Coarrays ??

Coarrays ??

 I'd appreciate comments, suggestions, and/or criticisms on the results of some 'playing' with COARRAYS in Intel Visual Fortran Composer XE 2013 SP1 Update 3 integrated with MS VS Pro 2013. All of the results were obtained with the i7-860 2.8 GHz CPU and 8 GB RAM; Windows 7 64 bit OS.
 The two attached *.f90 files summarize the timing results in comments at the tops of the files, particularly, the "compare_to_coarray.f90" file. 'Project/property' Fortran 'command lines' are in comments at the ends of the files. Notice that the times are for the actual multiplications excluding initializations, distributions, etc.

 Note that lines 24 and 28 of "test coarray matmul.f90" define variables without codimensions. I've been unable to find anything in various documentations about doing that. When I give all of the variables (except dsecnd) codimensions [*], the program still runs correctly, but the time is more than double that without those codimensions (8.2 vs 3.8 secs for 2000x2000 matrices).
 All of the times given here are for 'release' 'x64' configs. Win32 configs run nearly 2x faster for both the coarray and non-coarray programs. Times vary slightly from run to run and are probably significant only to ~0.3 secs.
 Unless I've done something dumb (a distinct possibility), I don't understand why anyone would use COARRAYS. The only argument that I've seen for them is the 'ease' of programming for those accustomed to FORTRAN. I certainly didn't experience 'ease', at least in this application. I found openMP much easier to learn, much more versatile than coarrays, and much better documented both online and in books. In this simple app, even Intel's auto-parallelism is much more impressive than coarrays.

12 posts / 0 new
Last post
For more complete information about compiler optimizations, see our Optimization Notice.

The purpose of COARRAY's is for running array slices in different processes (note processes not processors). This typically means when your problem size exceeds that of a process, then by use of inter-process communication (MPI) you can distribute the larger application across multiple processes.

Several years ago, it was not unusual for a large server to be limited to 32-bit processes. In this situation, when your problem size exceeded that of a 32-bit process, your application could use multiple 32-bit processes on the same system to get the work done. As the problem size increased, you could then use cluster and/or networking interfaces to interconnect the processes running on different systems in the cluster/network.

Now, with 64-bit processes and system memory in the 100's of GB, the need for COARRAY use reduces to problem sizes larger than that which can fit within an SMP system RAM and/or caches of all the processors and/or cores within each system.

On your 1P system you would generally not use coarrays excepting for program development for use of application on larger system. Now then if you had two i7-860's and fast interconnect, some problems may run faster using COARRAYs distributed across the two systems.

To get an idea of overhead

real :: t0, t1, t2, t3
! out        t=dsecnd()
    end if
    sync all !wait for distributions to complete
    do j=1,ncols !partial matrix multiplications
        do i=1,N    
            do k=1,N     !Won't vectorize (using /03), even with DIR$ IVDEP, etc.
            end do
        end do
    end do
    sync all       !wait for all multiplications to complete
    if (im.eq.1) then !use matmul to get C; check against the coC and report
!        t=dsecnd()-t
       print *,"time=",t3-t0, "1st sync=", t1-t0, "mm=", t2-t1, "2nd sync=", t3-t2

Jim Dempsey

As Jim suggests, coarrays are scalable far beyond what you can do with shared memory parallelism. Also, our implementation clearly has room for improvement in performance, and we have tasks underway to address that. Coarrays are also much better integrated with the language.

## Given records
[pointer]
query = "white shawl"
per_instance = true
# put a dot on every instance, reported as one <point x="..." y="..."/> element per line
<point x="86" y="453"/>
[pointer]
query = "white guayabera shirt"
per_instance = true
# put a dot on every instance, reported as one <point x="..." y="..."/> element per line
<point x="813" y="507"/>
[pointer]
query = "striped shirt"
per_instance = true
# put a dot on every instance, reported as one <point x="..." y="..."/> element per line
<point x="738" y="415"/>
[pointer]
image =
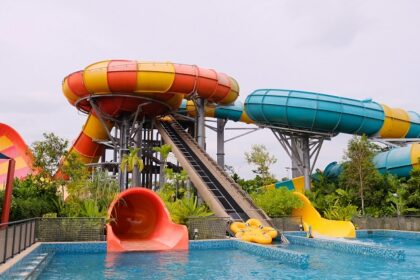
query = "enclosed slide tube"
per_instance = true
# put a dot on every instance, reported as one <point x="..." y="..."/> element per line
<point x="330" y="114"/>
<point x="110" y="89"/>
<point x="316" y="112"/>
<point x="139" y="219"/>
<point x="13" y="146"/>
<point x="398" y="161"/>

## Given instruction 1
Print the passage of the coarray forum thread from "The two attached" up to and including "initializations, distributions, etc.".
## Given instruction 2
In the coarray forum thread, how long did the program take on 2000x2000 matrices when every variable except dsecnd was given codimensions, and how long without those codimensions?
## Given instruction 3
Go on with the coarray forum thread from the point where it stops.
The records play no part in the work on this page.

## Answer 1
The two attached *.f90 files summarize the timing results in comments at the tops of the files, particularly, the "compare_to_coarray.f90" file. 'Project/property' Fortran 'command lines' are in comments at the ends of the files. Notice that the times are for the actual multiplications excluding initializations, distributions, etc.

## Answer 2
8.2 seconds with the codimensions versus 3.8 seconds without them.

## Answer 3
Retired 12/31/2016

Jim and Steve:
Your responses are greatly appreciated.
Although I had not measured the 'overhead' as Jim suggests, the long waits between launch and completion of the coarray version on my machine are striking.
Would either of you be kind enough to address the specific question of how non-coarray variables, like those in lines 24, 26, and 28, are handled in the coarray version? The necessity of lines 62 and 63 indicates that they are 'local' ... but then, why the big slowdown when they are given co-dimensions? In Jim's code snippet, are there (possibly different) values of t0, t1, t2, and t3 in the different images?

Without the codimensions they are local variables, independent in the images. There is some additional overhead to establishing coarrays, but once done, if you only reference them without cobounds, there isn't much added. There's no point to making a variable a coarray unless you intend to exchange values across the images.

I don't have the time right now to do detailed analysis of your programs to see why there's a difference.

Retired 12/31/2016

>> In Jim's code snippet, are there (possibly different) values of t0, t1, t2, and t3 in the different images?

Yes, but only those in image 1 were printed. It is benign to have the other threads read the time. You can use

if(im.eq.1) t0 = dsecnd()

But that clutters up the reading of the code.

If you want, you can add the image number to the print out and move the printout out of the if(im.eq.1) block. I think though the performance data is only pertinent for the im.eq.1. Though you never know what will surprise you when you see all the data.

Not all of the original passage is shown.